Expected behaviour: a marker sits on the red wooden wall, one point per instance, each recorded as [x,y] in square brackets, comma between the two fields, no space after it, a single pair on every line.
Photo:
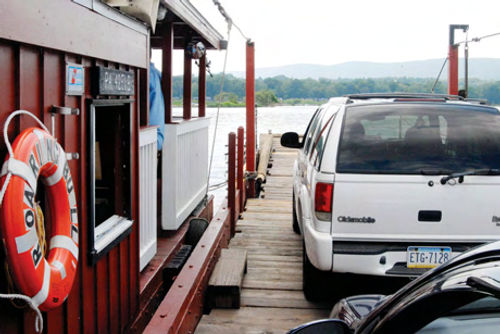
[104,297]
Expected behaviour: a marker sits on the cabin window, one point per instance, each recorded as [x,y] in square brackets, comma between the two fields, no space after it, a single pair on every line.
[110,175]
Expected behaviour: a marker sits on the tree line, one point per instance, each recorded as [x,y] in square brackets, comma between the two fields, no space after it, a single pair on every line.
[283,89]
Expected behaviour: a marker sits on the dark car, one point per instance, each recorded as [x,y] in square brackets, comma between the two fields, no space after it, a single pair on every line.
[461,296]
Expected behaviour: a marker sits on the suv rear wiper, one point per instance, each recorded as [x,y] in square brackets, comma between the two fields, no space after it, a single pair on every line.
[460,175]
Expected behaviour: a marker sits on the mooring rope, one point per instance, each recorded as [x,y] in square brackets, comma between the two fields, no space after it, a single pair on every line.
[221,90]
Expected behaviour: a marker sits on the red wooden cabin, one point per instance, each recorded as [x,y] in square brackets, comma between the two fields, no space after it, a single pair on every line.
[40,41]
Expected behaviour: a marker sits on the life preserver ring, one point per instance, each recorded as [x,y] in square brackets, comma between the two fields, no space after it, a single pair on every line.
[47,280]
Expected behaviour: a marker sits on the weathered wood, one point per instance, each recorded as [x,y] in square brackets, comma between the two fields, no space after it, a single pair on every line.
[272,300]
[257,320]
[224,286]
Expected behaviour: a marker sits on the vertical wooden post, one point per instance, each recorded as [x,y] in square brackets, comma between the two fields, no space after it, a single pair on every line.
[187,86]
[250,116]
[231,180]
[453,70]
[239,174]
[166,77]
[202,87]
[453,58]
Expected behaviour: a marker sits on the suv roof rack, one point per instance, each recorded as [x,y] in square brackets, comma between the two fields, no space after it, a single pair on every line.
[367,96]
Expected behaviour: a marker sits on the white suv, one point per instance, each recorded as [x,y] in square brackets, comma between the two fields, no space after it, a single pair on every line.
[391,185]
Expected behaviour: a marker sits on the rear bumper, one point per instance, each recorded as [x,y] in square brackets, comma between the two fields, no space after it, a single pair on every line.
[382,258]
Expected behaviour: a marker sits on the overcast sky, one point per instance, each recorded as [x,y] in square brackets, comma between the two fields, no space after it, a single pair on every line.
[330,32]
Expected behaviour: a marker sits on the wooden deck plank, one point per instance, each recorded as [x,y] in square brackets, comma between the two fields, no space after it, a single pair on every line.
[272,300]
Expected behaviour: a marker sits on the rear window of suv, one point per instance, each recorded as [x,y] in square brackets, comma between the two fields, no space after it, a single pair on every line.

Task brief:
What you produce must match the listing word for word, with no images in it.

Answer below:
Expected behaviour: a marker sits on the red wooden wall, one point per instance, each recorded as [x,y] in square brackets, comma between the two fields, no space after it, a single pair on every line.
Photo:
[104,297]
Expected behaviour: a marker sits on the cabin window, one point per instance, each recorded as [x,y] in square brackets, comma between the two fields, no space after it, a single pair on every line.
[110,175]
Expected behaviour: a marker sits on the tree line, one point per instance, each recorded as [x,y] in square brackets, comma between the two fields, no space after it, a single pair on every line.
[283,89]
Expected behaviour: a marker sits on the dark car, one point per instance, each recorded as [x,y] in square brackets, comma between the two fields, no space after it, a single pair on every line.
[461,296]
Expected behaviour: a marker sits on the suv rear wiper, one point per instance, each recorded as [x,y] in square brackets, comma between the two fields, no space after it, a single pair on every line.
[460,175]
Expected behaviour: a marker sits on the mooring rope, one point per instance, each recorded as [x,y] in square brackets, comma between the two fields, no space after it, a single pair on every line.
[221,90]
Expected behaviour: a marker sits on the red wooden cabin, one point per instance, each recorded as [x,y] in square brackets, comma between the two fields, no space after it, a single pair on every line.
[40,41]
Expected behaviour: a marker sits on the life preserver ring, one point per instance, each recorded as [x,y] in square brackets, comma between the two fields, no space after it, a single pair on every line.
[47,280]
Expected behaviour: a marker sits on the weathered wood, one point per instance, each recorded as [x,y] in square brackets, comma between the two fields, no space after it, a single pair on every line.
[272,300]
[257,320]
[224,286]
Expected behaviour: a marker sits on the vertical wooden post, one point per instance, each recorded as [x,y] in square brackets, comma between the two fields, no space after it, a single pair on every line.
[187,86]
[250,116]
[231,180]
[453,70]
[239,174]
[166,77]
[202,87]
[453,58]
Expected behaviour: a marker sits on the suv roof rack, one point per instance, each recorded as [x,y] in square brackets, comma between the two fields, no space after it, a single pair on every line.
[367,96]
Expected behaviour: a marker sits on the white suv, one point per instance, each recorded as [x,y] in square brackets, comma between the two fields, no space after it, a single pair on every line.
[391,185]
Expected behaviour: a marker sits on the rear bumper, one point per instance, each recorded as [x,y] in square brackets, comma between the two fields, no space after it, a single pair on every line.
[382,258]
Expected behaviour: a marker sits on the overcast sky, one point per instance, each recorded as [x,y] in square brackets, comma between the two fields, no space after it, a single pair on every line.
[330,32]
Expected behaviour: a marker sits on the wooden deck plank, one point per instance, each recorded as [x,y] in square brackets, comma between the two fields, no space after it, a single pair on every line.
[272,300]
Expected behaviour: a marker sits on the rear window of suv, one point per instance, each recorded as [x,y] in square brackets, comma between the two fields, no space after it, a single pair on every line.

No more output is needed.